TESTO FORNITO:
☆ ☆ ☆ ☆

Sebbene l'idea di avere impiantato nel cranio un piccolo dispositivo può sembrare quasi fantascientifico, il pacemaker cerebrale era già stato testato con successo, in passato, per la cura di altri disturbi cerebrali come il morbo di Parkinson e l'epilessia. La depressione, però, è molto più complessa: i circuiti cerebrali coinvolti nella malattia sono, infatti, molti e articolati. Finora i risultati degli esperimenti condotti per testare l’efficacia del “Deep Brain Stimulation” nella cura della depressione sono stati contrastanti e per lo più deludenti. 

La scoperta del biomarcatore della depressione

Il team dell’UCSF ha deciso di testare nuovamente questo tipo di trattamento (il “Deep Brain Stimulation”), ma con un nuovo approccio: mentre negli studi precedenti, la stimolazione veniva eseguita continuamente ad intervalli prestabiliti, i ricercatori americani hanno deciso di eseguirla quando si manifestava una specifica attività cerebrale depressiva. Questo ha rappresentato un enorme cambiamento e reso la tecnica più efficace. I ricercatori hanno, infatti, attivato manualmente il dispositivo cerebrale quando appariva una specifica attività cerebrale collegata alla depressione di Sarah e identificato un biomarcatore (uno specifico gruppo di onde cerebrali collegati ai sintomi), mai stato identificato prima nel disturbo depressivo, usandolo per personalizzare il trattamento. La stimolazione cerebrale si attivava, quindi, solo quando e dove si esprimeva il biomarcatore .

I risultati

Il trattamento si è dimostrato molto efficace: grazie alla tecnica del “Deep Brain Stimulation” personalizzata, la donna non è guarita del tutto ma ha avuto un’evidente remissione della depressione. La stimolazione del dispositivo elimina i sintomi quando li identifica, ma non impedisce a questi di presentarsi. “Questo successo - ha affermato il primo autore dello studio, la psichiatra dell'UCSF Katherine Scangos - è un incredibile progresso nella nostra conoscenza della funzione cerebrale che è alla base della malattia mentale. Dobbiamo sottolineare, però, che questo nuovo risultato è stato raggiunto finora solo in una paziente. Dobbiamo fare ulteriori studi prima di poter dire che si tratti di un metodo funzionale anche per altri pazienti affetti da depressione".  

Prossimi obiettivi dei ricercatori

Il biomarcatore molto probabilmente non è uguale per tutti, questo significa che i ricercatori dovranno trovare il biomarcatore di ogni paziente per poterli trattare allo stesso modo. Il team sta già arruolando nuovi pazienti per uno studio per individuare biomarcatori depressivi personalizzati e fornire loro il proprio "pacemaker cerebrale" specializzato. "Dobbiamo osservare come questi circuiti variano tra i pazienti e ripetere questo lavoro più volte. E dobbiamo osservare se il biomarcatore di un individuo o il circuito cerebrale si modifica nel tempo mentre si prosegue con il trattamento", ha detto Scangos.

Nuove prospettive di cura per la depressione

Questo esperimento ha tracciato la strada per nuove possibile cure, ma bisognerà attendere nuove sfide prima che il “pacemaker cerebrale” personalizzato possa diventare una opzione terapeutica valida per i pazienti al di fuori dell'ambiente di ricerca. "Abbiamo sviluppato un approccio di medicina di precisione che ha gestito con successo la depressione resistente al trattamento della nostra paziente identificando e modulando il circuito nel suo cervello, associato in modo univoco ai suoi sintomi", ha detto un ricercatore del team dell'UCSF, lo psichiatria Andrew Krystal. "Lo studio indica la strada per un nuovo paradigma di cui c'è un disperato bisogno in psichiatria”.

☆ ☆ ☆ ☆

ESTRATTI DI DATI:

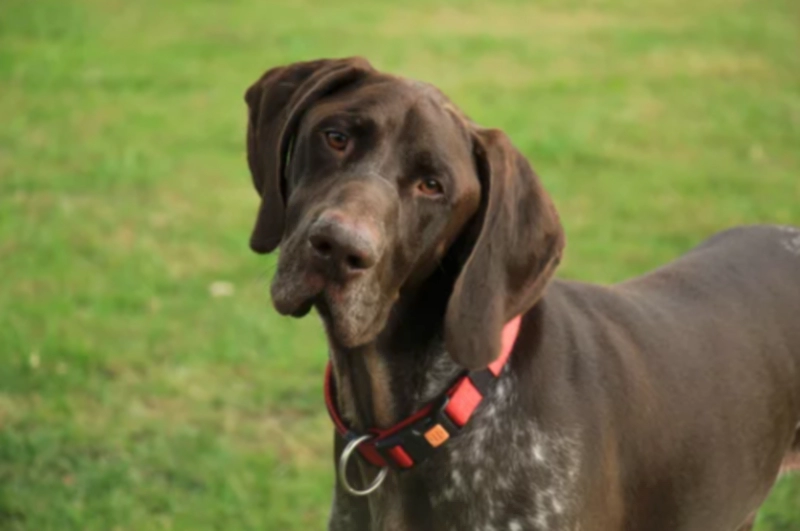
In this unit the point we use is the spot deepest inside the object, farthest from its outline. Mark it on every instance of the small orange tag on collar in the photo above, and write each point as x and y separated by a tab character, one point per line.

☆ ☆ ☆ ☆

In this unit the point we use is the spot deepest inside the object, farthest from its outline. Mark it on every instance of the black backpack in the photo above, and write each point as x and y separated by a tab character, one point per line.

☆ ☆ ☆ ☆

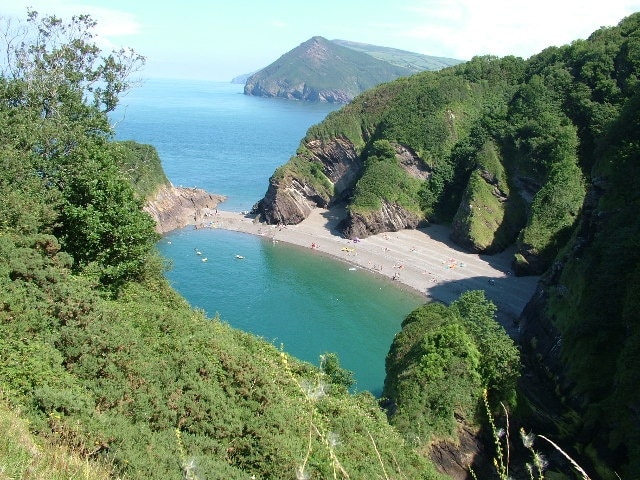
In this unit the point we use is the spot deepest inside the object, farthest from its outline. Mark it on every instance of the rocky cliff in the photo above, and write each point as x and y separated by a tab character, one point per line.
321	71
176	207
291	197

☆ ☆ ☆ ☆

COMPITI DA SVOLGERE:
[a] Secondo il testo, per quali altri disturbi del cervello il pacemaker cerebrale era già stato provato con successo?
[b] Ricopia parola per parola tutto il testo da "Il team dell’UCSF" giù fino a "il biomarcatore .".
L'elenco non ha niente a che fare con il testo.

SOLUZIONI DEI COMPITI:
[a] Per il morbo di Parkinson e l'epilessia.

[b]
Il team dell’UCSF ha deciso di testare nuovamente questo tipo di trattamento (il “Deep Brain Stimulation”), ma con un nuovo approccio: mentre negli studi precedenti, la stimolazione veniva eseguita continuamente ad intervalli prestabiliti, i ricercatori americani hanno deciso di eseguirla quando si manifestava una specifica attività cerebrale depressiva. Questo ha rappresentato un enorme cambiamento e reso la tecnica più efficace. I ricercatori hanno, infatti, attivato manualmente il dispositivo cerebrale quando appariva una specifica attività cerebrale collegata alla depressione di Sarah e identificato un biomarcatore (uno specifico gruppo di onde cerebrali collegati ai sintomi), mai stato identificato prima nel disturbo depressivo, usandolo per personalizzare il trattamento. La stimolazione cerebrale si attivava, quindi, solo quando e dove si esprimeva il biomarcatore .